## start PROVIDED DATA

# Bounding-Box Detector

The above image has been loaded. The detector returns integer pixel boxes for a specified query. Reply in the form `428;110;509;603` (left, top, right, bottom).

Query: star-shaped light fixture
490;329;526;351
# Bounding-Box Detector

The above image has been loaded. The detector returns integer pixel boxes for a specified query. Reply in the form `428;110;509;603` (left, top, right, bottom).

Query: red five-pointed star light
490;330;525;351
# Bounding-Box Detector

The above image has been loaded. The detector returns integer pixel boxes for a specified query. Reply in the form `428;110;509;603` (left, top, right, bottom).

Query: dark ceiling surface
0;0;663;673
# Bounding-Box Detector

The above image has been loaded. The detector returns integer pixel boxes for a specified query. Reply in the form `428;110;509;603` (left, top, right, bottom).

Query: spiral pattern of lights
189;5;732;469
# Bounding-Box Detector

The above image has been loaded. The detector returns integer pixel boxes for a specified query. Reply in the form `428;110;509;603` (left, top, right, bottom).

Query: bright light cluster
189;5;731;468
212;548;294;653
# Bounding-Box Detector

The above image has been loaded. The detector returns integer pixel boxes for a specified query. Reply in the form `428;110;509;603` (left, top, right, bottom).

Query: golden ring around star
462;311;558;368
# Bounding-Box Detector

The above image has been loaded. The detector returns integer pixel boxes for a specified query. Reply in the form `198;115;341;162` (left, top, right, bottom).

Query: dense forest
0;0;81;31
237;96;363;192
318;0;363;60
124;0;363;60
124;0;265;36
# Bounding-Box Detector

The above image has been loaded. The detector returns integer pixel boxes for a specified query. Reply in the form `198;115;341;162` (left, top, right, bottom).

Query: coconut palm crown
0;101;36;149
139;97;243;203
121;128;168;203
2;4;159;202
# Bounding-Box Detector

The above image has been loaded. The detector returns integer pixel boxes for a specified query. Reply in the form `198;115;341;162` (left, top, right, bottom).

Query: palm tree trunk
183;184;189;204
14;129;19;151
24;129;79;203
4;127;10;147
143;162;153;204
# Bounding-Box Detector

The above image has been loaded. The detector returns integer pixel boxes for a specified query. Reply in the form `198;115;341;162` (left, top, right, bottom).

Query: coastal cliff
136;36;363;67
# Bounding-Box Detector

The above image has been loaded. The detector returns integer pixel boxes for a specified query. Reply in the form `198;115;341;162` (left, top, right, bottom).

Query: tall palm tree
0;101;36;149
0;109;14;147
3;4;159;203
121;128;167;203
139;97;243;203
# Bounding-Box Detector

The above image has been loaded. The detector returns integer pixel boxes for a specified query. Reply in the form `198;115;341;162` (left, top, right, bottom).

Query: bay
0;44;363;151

## end PROVIDED DATA

## EXERCISE OBJECTIVE
Can you recast the rows above as a two-column CSV with the headers prompt_text and box_answer, one line for each row? Put each field in quotes, with the row's full request text in prompt_text and its answer in box_answer, and replace any line breaks with spaces.

## CORRECT RESPONSE
prompt_text,box_answer
"# Bounding-Box Detector The above image has been loaded. The detector returns integer pixel boxes for a specified query. Reply in the form `428;110;509;603` (left, top, right, bottom). Query: star-shaped light fixture","490;329;526;351"
"# Bounding-Box Detector The above image has been loaded. The detector returns integer pixel boxes for a specified query. Reply in the form `428;110;509;603` (left, top, right, bottom). Query: red five-pointed star light","490;330;525;351"
"# Bounding-Box Detector The above image has been loaded. The detector returns integer pixel boxes for a specified query. Reply in the form `428;110;509;603` (left, top, right, bottom). Query: dark ceiling surface","0;0;663;673"
"# Bounding-Box Detector The above image has been loaded. The detector returns integer pixel boxes for a specified query. Reply in the form `428;110;509;603` (left, top, right, bottom). Query: spiral pattern of lights","189;5;732;469"
"# Bounding-Box Detector The above image has been loaded. The detector returns integer pixel boxes for a specified query. Reply in the form `428;110;509;603` (left, top, right, bottom). Query: bright light cluster","189;5;731;468 212;548;294;653"
"# Bounding-Box Detector The above image has been loaded. The detector returns integer pixel boxes for a specified query. Reply in the form `428;110;509;603` (left, top, right, bottom). Query: golden ring around star","462;311;558;368"
"# Bounding-Box Detector The above image has been loaded. The detector returns integer pixel boxes for a specified query. Reply in the form `198;115;341;162` (left, top, right, bottom). Query: dense forest","0;0;81;31 237;96;363;192 318;0;363;60 124;0;363;60 124;0;265;36"
"# Bounding-Box Detector The above image has been loaded. The detector returns integer pixel boxes for a specified query. Reply in the form `198;115;341;162` (left, top, right, bottom). Query: coconut palm crown","0;101;36;149 139;97;243;203 121;128;168;203 2;4;159;202"
"# Bounding-Box Detector The above image has been loaded. The detector returns integer pixel boxes for a specified query. Reply in the form `198;115;341;162` (left, top, right, bottom). Query: palm tree trunk","183;184;189;204 14;129;19;151 24;129;79;203 4;127;10;147 143;162;153;204"
"# Bounding-Box Detector The above image has been loaded. The detector returns integer pixel boxes for a specified query. Reply in the form `198;115;341;162` (left, top, right, bottom). Query: coastal cliff","136;36;363;67"
"# Bounding-Box Detector The above image has been loaded. The detector returns integer pixel boxes for a specified query. Reply in the form `198;115;341;162` (left, top, right, bottom). Query: tall palm tree","0;101;36;149 0;109;14;147 3;4;159;203 121;128;167;203 139;97;243;203"
"# Bounding-Box Detector The above image has been loaded. The detector returns integer pixel boxes for a specified query. Reply in the form `198;115;341;162` (left, top, right, bottom). Query: bay","0;44;363;151"